Required task:
Can you give these lines again with "bare twig" swapped for "dry branch" everywhere, changing nothing else and leaving out the pictures?

Exercise material:
Start
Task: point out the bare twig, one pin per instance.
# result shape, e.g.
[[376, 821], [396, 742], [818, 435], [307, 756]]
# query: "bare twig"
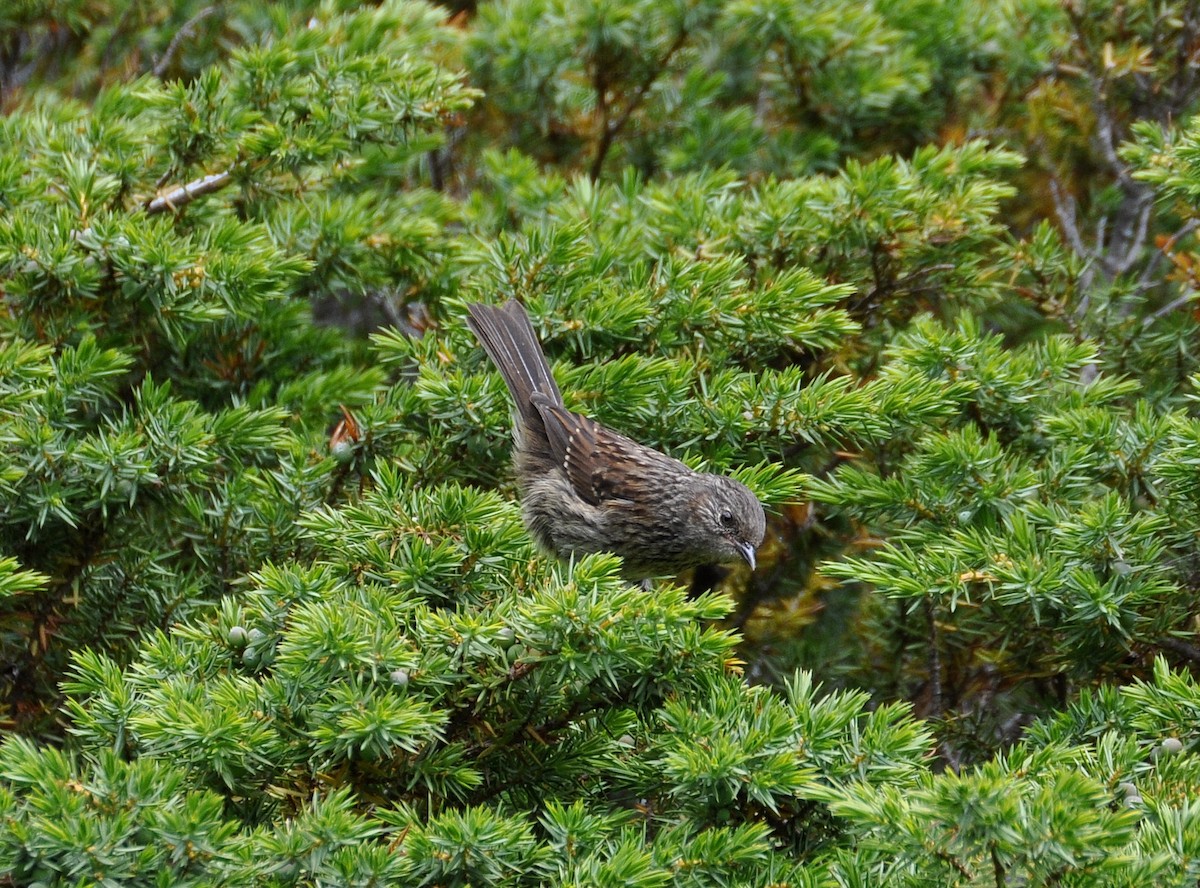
[[183, 34], [611, 130], [935, 661], [1137, 243], [185, 193]]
End
Task response:
Task: point out the dry branch, one pin per instance.
# result shape, e.g.
[[376, 821], [396, 742], [818, 435], [307, 756]]
# query: "dry branch"
[[183, 34], [611, 130], [935, 661], [1137, 243], [185, 193]]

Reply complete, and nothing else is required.